[Stored records]
====

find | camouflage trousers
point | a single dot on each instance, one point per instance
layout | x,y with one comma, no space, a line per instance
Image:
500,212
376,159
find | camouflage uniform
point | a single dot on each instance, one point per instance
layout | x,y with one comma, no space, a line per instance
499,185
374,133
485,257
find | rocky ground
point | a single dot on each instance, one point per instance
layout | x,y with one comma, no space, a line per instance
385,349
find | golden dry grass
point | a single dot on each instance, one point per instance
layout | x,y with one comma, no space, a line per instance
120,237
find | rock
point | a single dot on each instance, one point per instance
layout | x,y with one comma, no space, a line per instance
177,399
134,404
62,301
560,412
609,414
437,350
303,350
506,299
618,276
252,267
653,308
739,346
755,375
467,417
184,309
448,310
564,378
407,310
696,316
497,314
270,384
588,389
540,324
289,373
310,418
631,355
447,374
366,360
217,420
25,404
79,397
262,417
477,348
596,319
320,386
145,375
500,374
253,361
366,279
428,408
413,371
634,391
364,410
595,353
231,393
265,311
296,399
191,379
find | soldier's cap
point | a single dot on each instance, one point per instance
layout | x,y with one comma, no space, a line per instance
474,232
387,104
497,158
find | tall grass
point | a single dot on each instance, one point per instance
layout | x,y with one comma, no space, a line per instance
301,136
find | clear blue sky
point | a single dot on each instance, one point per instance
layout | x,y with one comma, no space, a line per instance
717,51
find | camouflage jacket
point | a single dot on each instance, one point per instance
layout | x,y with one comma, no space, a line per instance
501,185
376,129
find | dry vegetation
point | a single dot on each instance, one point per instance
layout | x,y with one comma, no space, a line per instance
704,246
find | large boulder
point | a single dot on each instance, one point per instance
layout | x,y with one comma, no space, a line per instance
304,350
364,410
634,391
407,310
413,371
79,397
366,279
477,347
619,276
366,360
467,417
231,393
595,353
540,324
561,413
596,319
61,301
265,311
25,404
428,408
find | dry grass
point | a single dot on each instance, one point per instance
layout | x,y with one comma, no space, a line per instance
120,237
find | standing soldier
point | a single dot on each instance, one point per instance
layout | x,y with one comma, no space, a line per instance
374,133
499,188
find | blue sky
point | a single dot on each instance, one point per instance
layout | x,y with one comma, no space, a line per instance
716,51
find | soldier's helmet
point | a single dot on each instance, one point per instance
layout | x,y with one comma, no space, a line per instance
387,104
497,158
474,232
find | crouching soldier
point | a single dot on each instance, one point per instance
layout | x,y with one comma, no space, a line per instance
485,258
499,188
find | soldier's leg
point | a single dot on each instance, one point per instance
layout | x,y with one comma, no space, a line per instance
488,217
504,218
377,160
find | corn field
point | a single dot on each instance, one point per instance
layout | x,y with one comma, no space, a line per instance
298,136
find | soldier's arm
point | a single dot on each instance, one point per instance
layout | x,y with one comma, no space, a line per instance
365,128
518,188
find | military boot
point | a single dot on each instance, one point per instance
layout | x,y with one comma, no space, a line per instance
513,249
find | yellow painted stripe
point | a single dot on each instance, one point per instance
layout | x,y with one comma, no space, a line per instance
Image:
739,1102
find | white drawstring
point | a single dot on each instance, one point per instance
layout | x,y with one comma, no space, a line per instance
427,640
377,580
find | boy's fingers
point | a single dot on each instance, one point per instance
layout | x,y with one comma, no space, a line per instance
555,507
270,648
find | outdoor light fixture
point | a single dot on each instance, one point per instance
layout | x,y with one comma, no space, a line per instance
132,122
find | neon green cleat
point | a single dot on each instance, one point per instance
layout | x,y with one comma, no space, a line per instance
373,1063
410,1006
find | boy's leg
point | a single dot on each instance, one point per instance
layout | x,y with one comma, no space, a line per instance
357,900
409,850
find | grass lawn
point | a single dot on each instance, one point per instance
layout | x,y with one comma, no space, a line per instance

====

### GIVEN TASK
Please change "one point per instance" to "exactly one point per instance" everywhere in the listing, then give all of its lines again with nothing else altered.

### CORRECT ANSWER
find | camouflage trousers
point | a single dot on each instance, exactly one point per instance
layout | x,y with one comma, no space, a line per instance
Image:
500,212
376,159
find | camouflage uniform
point | a single dot on each instance, exactly one point per instance
layout | x,y with one comma, no space, a line per instance
499,185
374,133
485,257
find | rocky ground
point | a single dot on each instance, exactly one point per instance
layout | x,y with one comma, no space, a line per instance
385,349
find | golden dry grass
point | a single dot on each instance, exactly one point per instance
layout | x,y with one comma, no space, a line per instance
120,237
find | rock
point | a single dot on each instance, exactly one point per instance
layout | x,y with one comma, no space, a line per instance
177,399
134,404
62,301
560,412
609,414
437,350
303,350
506,299
618,276
252,267
653,308
739,346
755,375
467,417
184,309
448,310
564,378
407,310
696,316
497,314
270,384
588,389
540,324
289,373
310,418
631,355
447,374
366,360
217,420
25,404
79,397
262,417
477,348
596,319
320,386
145,375
500,374
253,361
366,279
428,408
413,371
634,391
364,410
595,353
231,393
265,311
296,399
191,379
find | soldier's cap
point | a single dot on each instance, exactly one point per instance
layout | x,y with one comma, no space, a line per instance
474,232
387,104
497,158
find | tall grass
point | a single dot on each instance, exactly one point per instance
layout | x,y with one comma, no space, a line per instance
301,136
find | clear blue sky
point | a single dot on each instance, exactly one point per instance
layout | x,y with one comma, no space, a line per instance
717,51
find | camouflage jacket
point | a single dot on each instance, exactly one point per instance
layout | x,y with one comma, no space, a line per instance
501,185
376,129
find | dry vegetation
point | a single dot on each instance, exactly one point per instance
layout | x,y with one comma, no space, a line per instance
704,246
find | large boulder
point | a single dot on each instance, exactly one point per instance
layout | x,y with one comma, no space, a line per instance
304,350
364,410
634,391
407,310
413,371
79,397
366,279
477,347
619,276
366,360
467,417
231,393
595,353
540,324
561,413
596,319
61,301
265,311
25,404
428,408
find | dry grass
point | a single dot on each instance, exactly one point per instance
layout | x,y with one comma, no space, a line per instance
120,237
find | standing soldier
point | a single dot on each instance, exactly one point per instance
layout | x,y with one comma, no space, a line per instance
374,133
499,188
find | blue sky
point | a single dot on each instance, exactly one point per instance
layout | x,y with one comma, no space, a line per instance
716,51
find | soldier's helmet
point | a single dot on each instance, exactly one point per instance
layout | x,y with one comma, no space, a line per instance
387,104
497,158
474,232
find | crouching soldier
point | a single dot on each instance, exactly one point per instance
layout | x,y with one comma, no space, a line per instance
485,258
499,188
find | soldier's leg
point | a single dot on each instance, exactly one point per instance
layout | x,y with one comma, no space, a line per instance
488,217
504,218
377,160
find | corn field
point | a single dot on each instance, exactly one point per instance
layout | x,y with one comma, no space, a line per instance
298,136
find | soldier's arm
point | a single dot on each instance, exactly one point per instance
layout | x,y with one comma, no space, a line per instance
365,128
518,188
find | military boot
point | a single dot on each instance, exactly one point per instance
layout | x,y with one comma, no space, a line per instance
513,249
find | yellow painted stripe
point | a single dot on each instance, exactly one point per instance
layout | x,y with one comma, no space, a line per instance
Image:
739,1102
find | white drawstring
point | a single dot on each instance, exactly one point per instance
layout | x,y with one comma, no space, a line per instance
427,640
377,580
find | boy's fingers
point | a single dot on each instance, exactly one point per instance
layout | x,y with one comma, no space, a line per instance
555,507
270,648
find | outdoor light fixture
point | a single dot on each instance, exactly one point per instance
layout | x,y with one comma, no space, a line per instance
132,122
find | neon green cleat
point | a single dot on each instance, exactly one point per instance
layout | x,y with one comma, no space, a line per instance
373,1063
410,1006
find | boy's leg
point | a single dot on each instance, exactly one point per instance
layout | x,y with one comma, no space, a line per instance
357,900
409,850
find | grass lawn
point | a single dot on each instance, exactly one point per instance
layout | x,y with one comma, no space, a line per instance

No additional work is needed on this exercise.